### Required action
Every line containing the string "step" should be returned from the records.

### Exercise data
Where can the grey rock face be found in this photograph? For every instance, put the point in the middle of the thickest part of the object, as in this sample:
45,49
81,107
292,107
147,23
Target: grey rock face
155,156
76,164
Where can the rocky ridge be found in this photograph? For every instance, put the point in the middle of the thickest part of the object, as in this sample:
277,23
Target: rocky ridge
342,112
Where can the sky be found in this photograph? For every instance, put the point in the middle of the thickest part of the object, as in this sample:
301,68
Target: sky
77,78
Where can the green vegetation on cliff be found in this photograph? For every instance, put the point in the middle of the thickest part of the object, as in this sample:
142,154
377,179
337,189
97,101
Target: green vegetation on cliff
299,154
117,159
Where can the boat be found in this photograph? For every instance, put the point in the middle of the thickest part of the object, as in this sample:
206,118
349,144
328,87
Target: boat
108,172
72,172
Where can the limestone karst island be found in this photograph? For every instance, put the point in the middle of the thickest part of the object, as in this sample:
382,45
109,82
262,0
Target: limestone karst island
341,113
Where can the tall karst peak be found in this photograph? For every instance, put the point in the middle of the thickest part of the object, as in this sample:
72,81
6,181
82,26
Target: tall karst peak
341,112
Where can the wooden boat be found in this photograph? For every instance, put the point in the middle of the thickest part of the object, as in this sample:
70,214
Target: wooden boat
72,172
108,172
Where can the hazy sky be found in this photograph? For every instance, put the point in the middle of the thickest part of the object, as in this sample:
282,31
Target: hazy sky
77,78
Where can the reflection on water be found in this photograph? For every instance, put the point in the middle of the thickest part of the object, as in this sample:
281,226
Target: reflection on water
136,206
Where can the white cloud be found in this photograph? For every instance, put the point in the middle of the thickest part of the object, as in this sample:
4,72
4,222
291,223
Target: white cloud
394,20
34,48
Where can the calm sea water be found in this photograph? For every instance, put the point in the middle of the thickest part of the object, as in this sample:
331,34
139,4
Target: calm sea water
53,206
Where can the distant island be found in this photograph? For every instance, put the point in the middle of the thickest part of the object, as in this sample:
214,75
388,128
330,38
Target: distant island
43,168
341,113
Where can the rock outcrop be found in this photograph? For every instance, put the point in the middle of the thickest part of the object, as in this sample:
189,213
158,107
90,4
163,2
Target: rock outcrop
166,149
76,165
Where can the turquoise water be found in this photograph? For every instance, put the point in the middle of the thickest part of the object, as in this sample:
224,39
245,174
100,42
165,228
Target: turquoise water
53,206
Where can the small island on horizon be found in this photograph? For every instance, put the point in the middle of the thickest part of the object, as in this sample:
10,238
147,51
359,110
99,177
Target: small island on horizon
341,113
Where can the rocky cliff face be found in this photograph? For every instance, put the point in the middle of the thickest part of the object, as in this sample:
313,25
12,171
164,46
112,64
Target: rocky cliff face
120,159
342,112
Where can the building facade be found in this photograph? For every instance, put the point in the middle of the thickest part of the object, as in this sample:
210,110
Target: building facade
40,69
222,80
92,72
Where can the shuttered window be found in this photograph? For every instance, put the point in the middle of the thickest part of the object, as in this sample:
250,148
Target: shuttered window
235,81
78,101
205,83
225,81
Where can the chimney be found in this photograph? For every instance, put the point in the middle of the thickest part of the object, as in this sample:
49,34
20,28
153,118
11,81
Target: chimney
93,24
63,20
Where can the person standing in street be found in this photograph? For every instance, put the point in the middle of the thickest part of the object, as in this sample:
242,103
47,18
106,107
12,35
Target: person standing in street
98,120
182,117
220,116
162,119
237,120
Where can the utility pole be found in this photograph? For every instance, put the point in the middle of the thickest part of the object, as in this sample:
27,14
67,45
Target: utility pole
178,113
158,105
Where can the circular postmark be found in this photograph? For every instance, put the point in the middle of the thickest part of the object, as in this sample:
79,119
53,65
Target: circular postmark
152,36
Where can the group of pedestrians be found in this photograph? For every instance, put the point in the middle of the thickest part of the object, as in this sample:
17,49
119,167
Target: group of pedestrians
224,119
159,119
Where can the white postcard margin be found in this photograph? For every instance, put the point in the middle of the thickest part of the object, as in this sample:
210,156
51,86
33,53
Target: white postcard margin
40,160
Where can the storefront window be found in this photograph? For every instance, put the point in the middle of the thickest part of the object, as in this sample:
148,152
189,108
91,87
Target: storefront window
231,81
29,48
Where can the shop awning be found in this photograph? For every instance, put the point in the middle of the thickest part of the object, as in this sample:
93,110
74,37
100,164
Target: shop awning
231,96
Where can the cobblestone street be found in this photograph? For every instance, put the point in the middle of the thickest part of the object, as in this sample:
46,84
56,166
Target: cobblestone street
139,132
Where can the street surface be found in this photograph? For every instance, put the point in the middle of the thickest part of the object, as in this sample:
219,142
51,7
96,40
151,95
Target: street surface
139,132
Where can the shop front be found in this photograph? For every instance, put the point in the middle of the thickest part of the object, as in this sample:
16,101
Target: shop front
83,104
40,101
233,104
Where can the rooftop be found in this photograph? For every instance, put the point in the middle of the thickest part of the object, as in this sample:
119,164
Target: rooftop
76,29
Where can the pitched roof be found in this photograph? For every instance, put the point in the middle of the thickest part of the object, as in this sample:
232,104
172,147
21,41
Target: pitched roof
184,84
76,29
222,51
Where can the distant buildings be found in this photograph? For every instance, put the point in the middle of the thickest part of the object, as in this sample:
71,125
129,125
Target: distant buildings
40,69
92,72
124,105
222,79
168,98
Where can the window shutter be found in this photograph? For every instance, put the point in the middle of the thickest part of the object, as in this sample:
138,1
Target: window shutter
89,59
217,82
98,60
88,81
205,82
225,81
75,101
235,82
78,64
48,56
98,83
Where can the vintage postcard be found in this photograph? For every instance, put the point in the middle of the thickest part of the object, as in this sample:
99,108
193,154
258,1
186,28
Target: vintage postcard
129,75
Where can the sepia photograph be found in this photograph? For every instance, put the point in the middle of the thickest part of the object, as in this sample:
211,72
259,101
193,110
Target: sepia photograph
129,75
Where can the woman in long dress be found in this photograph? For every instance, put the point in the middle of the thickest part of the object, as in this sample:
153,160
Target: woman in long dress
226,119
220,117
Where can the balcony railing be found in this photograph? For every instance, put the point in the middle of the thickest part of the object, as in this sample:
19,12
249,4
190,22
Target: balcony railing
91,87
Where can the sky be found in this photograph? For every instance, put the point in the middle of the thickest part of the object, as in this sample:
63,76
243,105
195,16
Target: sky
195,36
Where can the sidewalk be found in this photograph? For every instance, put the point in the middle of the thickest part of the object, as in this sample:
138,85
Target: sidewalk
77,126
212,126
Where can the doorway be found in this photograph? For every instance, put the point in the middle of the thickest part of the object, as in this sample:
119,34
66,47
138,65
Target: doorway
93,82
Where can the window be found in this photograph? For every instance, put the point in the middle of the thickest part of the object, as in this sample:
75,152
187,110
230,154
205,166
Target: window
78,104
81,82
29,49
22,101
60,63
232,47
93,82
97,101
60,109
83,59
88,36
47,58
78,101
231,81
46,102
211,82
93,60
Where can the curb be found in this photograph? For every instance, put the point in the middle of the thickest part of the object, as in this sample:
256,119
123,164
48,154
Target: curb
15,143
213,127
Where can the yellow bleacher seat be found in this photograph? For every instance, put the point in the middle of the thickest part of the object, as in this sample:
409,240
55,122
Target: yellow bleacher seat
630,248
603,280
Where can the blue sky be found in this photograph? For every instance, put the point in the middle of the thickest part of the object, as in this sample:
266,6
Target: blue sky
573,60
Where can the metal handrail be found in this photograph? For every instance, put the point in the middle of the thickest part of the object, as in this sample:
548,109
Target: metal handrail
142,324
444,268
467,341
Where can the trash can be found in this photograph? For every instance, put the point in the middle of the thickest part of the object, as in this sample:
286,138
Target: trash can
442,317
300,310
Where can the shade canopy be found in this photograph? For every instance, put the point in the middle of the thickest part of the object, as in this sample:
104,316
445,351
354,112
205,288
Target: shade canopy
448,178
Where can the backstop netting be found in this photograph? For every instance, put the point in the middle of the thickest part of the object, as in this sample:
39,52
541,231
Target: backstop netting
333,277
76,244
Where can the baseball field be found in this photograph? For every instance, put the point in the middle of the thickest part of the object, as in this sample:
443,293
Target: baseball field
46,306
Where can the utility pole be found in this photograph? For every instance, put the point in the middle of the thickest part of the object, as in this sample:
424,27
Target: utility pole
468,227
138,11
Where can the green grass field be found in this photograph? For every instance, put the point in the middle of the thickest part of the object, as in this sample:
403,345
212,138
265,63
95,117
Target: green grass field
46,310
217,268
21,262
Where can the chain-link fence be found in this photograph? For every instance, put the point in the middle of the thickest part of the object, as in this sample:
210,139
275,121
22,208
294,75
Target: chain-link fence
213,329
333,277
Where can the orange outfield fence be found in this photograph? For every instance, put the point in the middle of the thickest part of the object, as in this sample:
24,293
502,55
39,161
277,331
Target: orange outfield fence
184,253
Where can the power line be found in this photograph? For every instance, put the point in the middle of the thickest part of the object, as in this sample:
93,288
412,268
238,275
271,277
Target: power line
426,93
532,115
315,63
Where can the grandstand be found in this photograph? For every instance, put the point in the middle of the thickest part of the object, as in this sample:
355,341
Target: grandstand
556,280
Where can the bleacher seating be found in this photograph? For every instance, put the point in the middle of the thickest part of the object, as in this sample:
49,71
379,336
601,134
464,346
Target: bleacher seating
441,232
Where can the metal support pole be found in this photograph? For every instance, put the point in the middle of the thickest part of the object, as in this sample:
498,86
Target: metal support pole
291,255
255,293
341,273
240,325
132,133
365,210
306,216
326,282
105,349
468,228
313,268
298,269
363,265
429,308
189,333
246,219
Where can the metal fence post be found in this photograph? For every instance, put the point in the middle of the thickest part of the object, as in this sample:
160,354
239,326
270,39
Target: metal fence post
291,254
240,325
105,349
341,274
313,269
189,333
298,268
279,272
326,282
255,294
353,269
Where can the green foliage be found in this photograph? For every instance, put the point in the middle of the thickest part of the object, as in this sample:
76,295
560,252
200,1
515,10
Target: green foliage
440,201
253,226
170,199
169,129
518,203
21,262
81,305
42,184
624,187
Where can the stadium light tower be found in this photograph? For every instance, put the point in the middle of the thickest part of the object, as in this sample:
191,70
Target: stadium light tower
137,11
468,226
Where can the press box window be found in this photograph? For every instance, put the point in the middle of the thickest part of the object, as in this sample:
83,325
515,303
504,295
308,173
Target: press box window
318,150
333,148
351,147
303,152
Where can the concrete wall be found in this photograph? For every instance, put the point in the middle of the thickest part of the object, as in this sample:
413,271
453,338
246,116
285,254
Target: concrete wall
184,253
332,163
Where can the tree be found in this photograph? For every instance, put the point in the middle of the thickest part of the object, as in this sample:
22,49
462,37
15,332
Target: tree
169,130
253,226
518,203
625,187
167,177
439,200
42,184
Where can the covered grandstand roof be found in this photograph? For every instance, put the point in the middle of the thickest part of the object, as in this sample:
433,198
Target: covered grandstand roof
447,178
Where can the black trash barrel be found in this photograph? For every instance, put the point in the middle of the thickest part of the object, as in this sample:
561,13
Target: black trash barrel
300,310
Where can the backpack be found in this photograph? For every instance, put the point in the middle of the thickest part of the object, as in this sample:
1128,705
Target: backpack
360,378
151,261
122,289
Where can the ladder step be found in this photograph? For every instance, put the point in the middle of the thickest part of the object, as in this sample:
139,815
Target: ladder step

### Exercise output
Where can the ladder step be found in this photograph? For every instance, put the point in the middle of the thickest part of the object, as in this sample:
Target: ladder step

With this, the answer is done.